** Start **
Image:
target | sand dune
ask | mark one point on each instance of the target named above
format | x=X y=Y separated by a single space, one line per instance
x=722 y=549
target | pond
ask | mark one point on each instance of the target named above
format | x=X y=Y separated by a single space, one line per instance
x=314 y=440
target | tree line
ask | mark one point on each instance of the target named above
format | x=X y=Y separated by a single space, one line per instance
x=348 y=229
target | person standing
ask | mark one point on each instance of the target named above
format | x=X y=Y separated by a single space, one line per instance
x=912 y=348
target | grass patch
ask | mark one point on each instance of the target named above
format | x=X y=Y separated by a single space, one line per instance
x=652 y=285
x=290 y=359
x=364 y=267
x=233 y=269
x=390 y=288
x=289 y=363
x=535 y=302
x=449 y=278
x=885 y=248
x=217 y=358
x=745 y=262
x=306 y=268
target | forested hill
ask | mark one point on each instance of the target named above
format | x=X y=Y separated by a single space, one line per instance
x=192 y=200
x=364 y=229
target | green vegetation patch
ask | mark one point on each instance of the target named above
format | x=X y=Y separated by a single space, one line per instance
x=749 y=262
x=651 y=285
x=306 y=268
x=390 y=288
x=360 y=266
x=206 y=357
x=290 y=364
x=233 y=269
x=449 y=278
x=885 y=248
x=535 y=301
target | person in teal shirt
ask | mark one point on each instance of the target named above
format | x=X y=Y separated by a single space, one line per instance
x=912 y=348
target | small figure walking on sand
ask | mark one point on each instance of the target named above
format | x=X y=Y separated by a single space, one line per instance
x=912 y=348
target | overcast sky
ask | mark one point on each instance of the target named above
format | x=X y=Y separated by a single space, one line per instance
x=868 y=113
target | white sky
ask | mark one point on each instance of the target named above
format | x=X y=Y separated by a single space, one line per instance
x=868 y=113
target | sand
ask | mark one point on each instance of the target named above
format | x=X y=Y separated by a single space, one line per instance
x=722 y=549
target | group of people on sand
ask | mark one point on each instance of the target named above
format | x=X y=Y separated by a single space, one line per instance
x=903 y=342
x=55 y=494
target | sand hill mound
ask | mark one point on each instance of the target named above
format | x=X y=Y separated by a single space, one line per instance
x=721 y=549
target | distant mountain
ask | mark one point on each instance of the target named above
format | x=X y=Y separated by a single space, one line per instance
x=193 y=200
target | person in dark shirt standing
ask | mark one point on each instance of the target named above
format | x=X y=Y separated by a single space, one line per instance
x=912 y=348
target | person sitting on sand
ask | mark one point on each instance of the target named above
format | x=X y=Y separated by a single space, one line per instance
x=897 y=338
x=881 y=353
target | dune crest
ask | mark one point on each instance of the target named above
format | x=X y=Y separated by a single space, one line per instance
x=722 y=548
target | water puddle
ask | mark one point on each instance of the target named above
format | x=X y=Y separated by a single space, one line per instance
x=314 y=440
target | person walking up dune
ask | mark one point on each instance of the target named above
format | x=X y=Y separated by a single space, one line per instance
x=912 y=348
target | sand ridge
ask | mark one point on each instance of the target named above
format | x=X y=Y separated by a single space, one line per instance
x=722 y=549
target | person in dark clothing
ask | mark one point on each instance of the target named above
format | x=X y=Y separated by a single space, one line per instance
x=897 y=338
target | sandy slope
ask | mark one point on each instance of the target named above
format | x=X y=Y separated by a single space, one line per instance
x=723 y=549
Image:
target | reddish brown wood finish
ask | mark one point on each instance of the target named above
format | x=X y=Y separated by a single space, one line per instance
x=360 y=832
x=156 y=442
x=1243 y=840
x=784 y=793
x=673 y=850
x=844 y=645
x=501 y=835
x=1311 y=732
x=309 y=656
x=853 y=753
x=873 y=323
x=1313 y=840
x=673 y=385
** End **
** Start **
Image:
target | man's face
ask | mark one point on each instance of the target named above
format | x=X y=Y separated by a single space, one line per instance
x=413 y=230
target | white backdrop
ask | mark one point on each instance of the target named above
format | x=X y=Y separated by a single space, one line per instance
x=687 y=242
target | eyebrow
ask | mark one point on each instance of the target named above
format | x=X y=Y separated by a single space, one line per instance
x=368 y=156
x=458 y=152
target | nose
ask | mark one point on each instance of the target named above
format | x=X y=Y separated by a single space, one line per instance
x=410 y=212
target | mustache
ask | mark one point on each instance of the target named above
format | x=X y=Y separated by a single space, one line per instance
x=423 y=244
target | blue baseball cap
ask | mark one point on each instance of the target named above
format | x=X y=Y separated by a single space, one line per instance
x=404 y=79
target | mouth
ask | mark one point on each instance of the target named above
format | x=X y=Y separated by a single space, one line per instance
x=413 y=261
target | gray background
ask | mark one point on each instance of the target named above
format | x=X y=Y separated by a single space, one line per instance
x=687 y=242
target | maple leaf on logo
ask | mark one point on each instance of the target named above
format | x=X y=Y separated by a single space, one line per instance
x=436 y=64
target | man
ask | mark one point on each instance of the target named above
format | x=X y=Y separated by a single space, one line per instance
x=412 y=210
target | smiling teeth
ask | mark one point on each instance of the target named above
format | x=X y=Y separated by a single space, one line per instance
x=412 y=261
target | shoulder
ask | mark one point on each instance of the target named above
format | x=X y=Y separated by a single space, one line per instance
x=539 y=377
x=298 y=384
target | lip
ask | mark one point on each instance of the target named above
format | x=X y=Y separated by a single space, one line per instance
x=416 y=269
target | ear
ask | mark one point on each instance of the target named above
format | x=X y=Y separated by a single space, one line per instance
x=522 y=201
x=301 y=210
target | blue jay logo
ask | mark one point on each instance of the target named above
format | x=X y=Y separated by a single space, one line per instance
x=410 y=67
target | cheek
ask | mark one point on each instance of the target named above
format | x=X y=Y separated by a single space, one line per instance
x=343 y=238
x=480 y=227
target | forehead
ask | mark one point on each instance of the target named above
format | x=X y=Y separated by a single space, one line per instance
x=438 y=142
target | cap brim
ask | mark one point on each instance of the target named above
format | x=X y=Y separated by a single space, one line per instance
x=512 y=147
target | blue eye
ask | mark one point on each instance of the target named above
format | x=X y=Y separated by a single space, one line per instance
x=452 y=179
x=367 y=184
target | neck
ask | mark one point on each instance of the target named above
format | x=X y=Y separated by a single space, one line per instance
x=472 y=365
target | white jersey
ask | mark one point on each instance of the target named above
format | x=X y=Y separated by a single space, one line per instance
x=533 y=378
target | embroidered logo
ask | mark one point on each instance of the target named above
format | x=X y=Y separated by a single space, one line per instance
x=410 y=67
** End **
** Start **
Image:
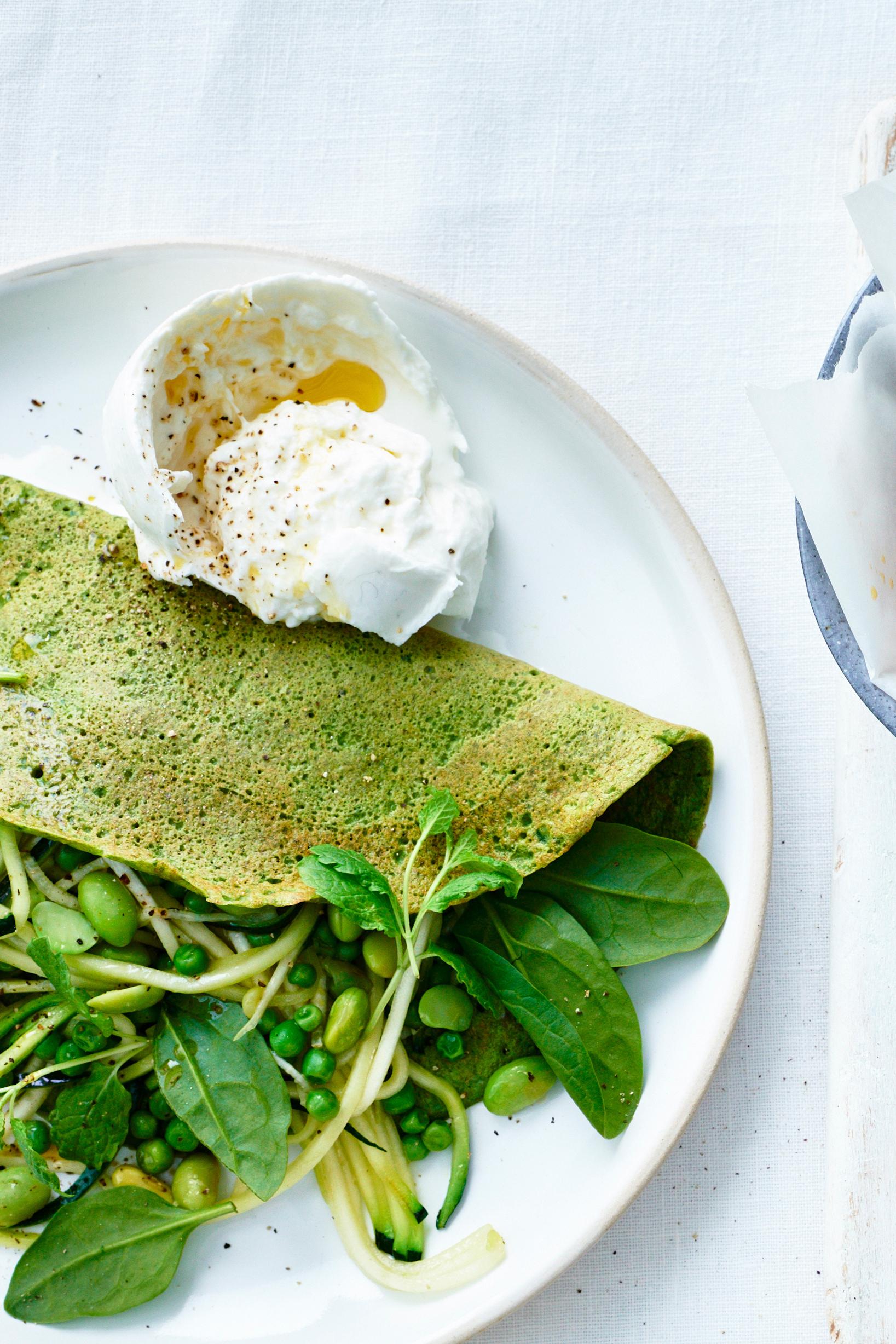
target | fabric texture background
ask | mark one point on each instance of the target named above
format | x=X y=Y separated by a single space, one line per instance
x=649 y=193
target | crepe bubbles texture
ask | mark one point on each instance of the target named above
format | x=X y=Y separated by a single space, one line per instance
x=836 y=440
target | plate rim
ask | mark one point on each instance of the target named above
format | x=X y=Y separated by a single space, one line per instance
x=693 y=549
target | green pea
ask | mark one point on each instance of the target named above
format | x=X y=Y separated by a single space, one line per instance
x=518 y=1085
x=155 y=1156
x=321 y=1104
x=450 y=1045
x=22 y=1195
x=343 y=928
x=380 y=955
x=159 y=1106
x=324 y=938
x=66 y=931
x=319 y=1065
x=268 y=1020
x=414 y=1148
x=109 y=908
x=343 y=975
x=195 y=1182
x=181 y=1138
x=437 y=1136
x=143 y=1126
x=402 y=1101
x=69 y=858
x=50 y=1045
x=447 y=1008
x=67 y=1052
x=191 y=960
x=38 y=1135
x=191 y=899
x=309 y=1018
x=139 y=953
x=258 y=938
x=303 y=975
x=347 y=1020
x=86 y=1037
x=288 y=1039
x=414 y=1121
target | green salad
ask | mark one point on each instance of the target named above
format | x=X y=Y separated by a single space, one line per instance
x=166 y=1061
** End **
**WORK REQUIRED:** Report how many lines in the records contain the string "dune", giving only the number.

**RESULT:** 3